• The records:
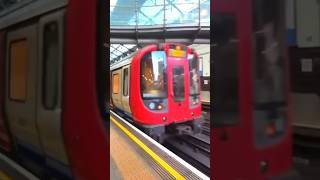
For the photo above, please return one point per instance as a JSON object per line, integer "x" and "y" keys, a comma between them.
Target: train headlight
{"x": 152, "y": 105}
{"x": 159, "y": 107}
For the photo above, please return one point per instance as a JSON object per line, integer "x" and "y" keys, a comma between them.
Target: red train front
{"x": 164, "y": 88}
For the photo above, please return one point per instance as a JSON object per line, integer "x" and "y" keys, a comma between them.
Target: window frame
{"x": 228, "y": 38}
{"x": 9, "y": 71}
{"x": 44, "y": 70}
{"x": 113, "y": 75}
{"x": 125, "y": 83}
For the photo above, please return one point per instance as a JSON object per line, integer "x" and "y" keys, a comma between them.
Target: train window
{"x": 194, "y": 84}
{"x": 50, "y": 65}
{"x": 225, "y": 92}
{"x": 125, "y": 81}
{"x": 269, "y": 70}
{"x": 18, "y": 70}
{"x": 153, "y": 75}
{"x": 115, "y": 83}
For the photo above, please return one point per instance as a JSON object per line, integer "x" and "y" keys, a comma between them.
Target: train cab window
{"x": 18, "y": 70}
{"x": 178, "y": 83}
{"x": 225, "y": 67}
{"x": 270, "y": 114}
{"x": 50, "y": 65}
{"x": 125, "y": 82}
{"x": 194, "y": 84}
{"x": 153, "y": 75}
{"x": 115, "y": 83}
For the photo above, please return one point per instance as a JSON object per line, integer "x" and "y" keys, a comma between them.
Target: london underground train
{"x": 159, "y": 87}
{"x": 252, "y": 120}
{"x": 52, "y": 87}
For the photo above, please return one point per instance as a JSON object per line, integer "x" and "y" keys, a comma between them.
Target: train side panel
{"x": 49, "y": 85}
{"x": 4, "y": 136}
{"x": 125, "y": 81}
{"x": 21, "y": 78}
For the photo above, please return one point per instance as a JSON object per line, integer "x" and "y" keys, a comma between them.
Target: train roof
{"x": 26, "y": 9}
{"x": 127, "y": 60}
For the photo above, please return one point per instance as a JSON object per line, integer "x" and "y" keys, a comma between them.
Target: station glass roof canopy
{"x": 138, "y": 22}
{"x": 159, "y": 12}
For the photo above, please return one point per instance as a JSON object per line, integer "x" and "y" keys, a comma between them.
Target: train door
{"x": 178, "y": 70}
{"x": 21, "y": 79}
{"x": 125, "y": 88}
{"x": 251, "y": 119}
{"x": 49, "y": 89}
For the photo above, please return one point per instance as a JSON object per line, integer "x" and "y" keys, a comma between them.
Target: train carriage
{"x": 159, "y": 86}
{"x": 44, "y": 68}
{"x": 251, "y": 121}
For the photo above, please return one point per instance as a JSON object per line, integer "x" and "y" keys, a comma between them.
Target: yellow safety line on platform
{"x": 4, "y": 176}
{"x": 164, "y": 164}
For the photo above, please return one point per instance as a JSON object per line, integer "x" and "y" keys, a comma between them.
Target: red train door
{"x": 251, "y": 122}
{"x": 178, "y": 76}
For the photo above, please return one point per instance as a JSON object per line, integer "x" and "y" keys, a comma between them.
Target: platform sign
{"x": 158, "y": 56}
{"x": 306, "y": 65}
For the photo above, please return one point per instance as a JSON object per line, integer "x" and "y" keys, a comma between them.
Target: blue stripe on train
{"x": 37, "y": 161}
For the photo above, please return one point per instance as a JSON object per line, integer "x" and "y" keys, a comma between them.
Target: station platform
{"x": 10, "y": 170}
{"x": 134, "y": 155}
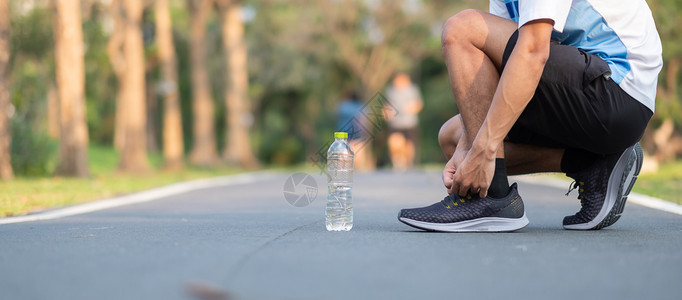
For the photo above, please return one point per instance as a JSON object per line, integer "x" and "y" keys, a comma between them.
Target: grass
{"x": 666, "y": 183}
{"x": 30, "y": 194}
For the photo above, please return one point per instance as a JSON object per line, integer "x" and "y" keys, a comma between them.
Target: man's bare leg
{"x": 473, "y": 43}
{"x": 520, "y": 158}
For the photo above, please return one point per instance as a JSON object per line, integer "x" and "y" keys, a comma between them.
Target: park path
{"x": 245, "y": 241}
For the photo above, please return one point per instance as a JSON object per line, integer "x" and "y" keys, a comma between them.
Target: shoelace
{"x": 580, "y": 186}
{"x": 449, "y": 200}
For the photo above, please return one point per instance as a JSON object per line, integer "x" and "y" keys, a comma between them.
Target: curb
{"x": 635, "y": 198}
{"x": 141, "y": 197}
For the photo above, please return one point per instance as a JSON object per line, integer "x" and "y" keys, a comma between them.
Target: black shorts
{"x": 577, "y": 106}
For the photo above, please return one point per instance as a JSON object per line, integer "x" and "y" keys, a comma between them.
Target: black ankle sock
{"x": 576, "y": 160}
{"x": 499, "y": 187}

• Instructions to follow:
Repeat the full listing above exactly, with no pictures in the copy.

• Solution for this exercise:
For the photo above, please return one point per instance as a JSON object per line, integer "x" and "y" keys, a comma between them.
Target: train headlight
{"x": 152, "y": 105}
{"x": 159, "y": 107}
For the photo above, please return one point per instance as a JSON object per line, integer "x" and "y" keys, a comma between them.
Target: red train front
{"x": 164, "y": 88}
For the photo above, please return one point per instance as a JSON object per line, integer "x" and "y" keys, a comma between them.
Target: window frame
{"x": 228, "y": 38}
{"x": 9, "y": 71}
{"x": 44, "y": 70}
{"x": 113, "y": 75}
{"x": 125, "y": 83}
For the photo above, please return one point per instance as a JSON object per line, integer "x" and "y" keys, a comma between them.
Target: train window
{"x": 194, "y": 84}
{"x": 50, "y": 65}
{"x": 225, "y": 92}
{"x": 125, "y": 81}
{"x": 269, "y": 70}
{"x": 18, "y": 70}
{"x": 153, "y": 75}
{"x": 115, "y": 83}
For the photo above, please return one point per instance as a JSON object per line, integer "x" and "y" keys, a comma between them.
Target: train cab window
{"x": 18, "y": 70}
{"x": 178, "y": 83}
{"x": 225, "y": 67}
{"x": 270, "y": 114}
{"x": 50, "y": 65}
{"x": 125, "y": 82}
{"x": 194, "y": 84}
{"x": 153, "y": 75}
{"x": 115, "y": 83}
For the photo above, please return one point per instance as a JSON object per line, integer "x" and "y" keys, a comma between them.
Target: london underground train
{"x": 159, "y": 87}
{"x": 252, "y": 120}
{"x": 52, "y": 87}
For the photo above, please return one point per instance as a JSON object per line, integer "x" and "y" keys, a comma between them.
Target: train side panel
{"x": 49, "y": 85}
{"x": 4, "y": 136}
{"x": 125, "y": 81}
{"x": 21, "y": 78}
For the photo above, please return one point per instance as a JSON object per line, integer "x" and "y" keys, a comma between them.
Target: train roof
{"x": 26, "y": 9}
{"x": 127, "y": 60}
For the photo above, please return one point per instance as a JSON object per line, integer "x" and "y" keys, a comma between them.
Target: station glass roof canopy
{"x": 138, "y": 22}
{"x": 159, "y": 12}
For the photo above, please return one point per instance as a JSON object per line, integer "x" and "y" keys, a comma between them.
Target: train door
{"x": 178, "y": 70}
{"x": 21, "y": 79}
{"x": 125, "y": 88}
{"x": 251, "y": 119}
{"x": 49, "y": 89}
For the photo above, please return one point per instance as a JSON object per line, integer "x" and "y" keys, a comma between them.
Target: train carriage
{"x": 159, "y": 86}
{"x": 44, "y": 68}
{"x": 251, "y": 121}
For the photo above, please return one point per instance as a JSON object per line, integer "x" and "y" keys, a comma between them.
Target: yellow safety line on platform
{"x": 4, "y": 176}
{"x": 164, "y": 164}
For the photo above, please return one point per instance as a JSON object per line, integer "x" and "y" keys, a comma between them.
Target: red train door
{"x": 251, "y": 122}
{"x": 178, "y": 76}
For the photo above, please return one point per instance as a JSON object per line, integer "x" and "y" keys, a comma between them.
Target: platform sign
{"x": 158, "y": 56}
{"x": 306, "y": 65}
For the photo above, please return one point per instance as a JSON object per line, integer "x" and "y" keys, a comma between them.
Target: blue stripe on train
{"x": 37, "y": 161}
For the photo above, please return one point per instance as a JSON object per line, integer "x" and "y" keys, a comma between them.
Target: station platform
{"x": 10, "y": 170}
{"x": 134, "y": 155}
For the photo above, please return one point per instance as a JSON object per line, integer "x" and "y" keys, a comma between them.
Target: grass
{"x": 666, "y": 183}
{"x": 30, "y": 194}
For the photo above, please return one point per instance as a JSON object per line, integer "x" and "y" keys, a comma between them.
Target: man's bare leg
{"x": 473, "y": 43}
{"x": 520, "y": 158}
For the photo above, please return one point per instance as a JSON object per line, integer "x" and "y" keys, a comma between them.
Target: park path
{"x": 245, "y": 241}
For the photo above, please return one point per instance as a JSON object per line, integer "x" and "y" keys, a comma between them.
Target: shoelace
{"x": 580, "y": 186}
{"x": 449, "y": 200}
For the photo above, please return one point per instance as a JSON object per line, integer "x" and "y" keys, a comma between them.
Target: curb
{"x": 635, "y": 198}
{"x": 141, "y": 197}
For the photo above, please return one point per instance as a JSON object per line, integer "x" and "y" keys, a comma between them.
Target: black shorts
{"x": 577, "y": 106}
For the photo above, please return one point per instance as a JSON object per line, integer "x" and "y" keys, a comma between them.
Target: black ankle sock
{"x": 576, "y": 160}
{"x": 499, "y": 187}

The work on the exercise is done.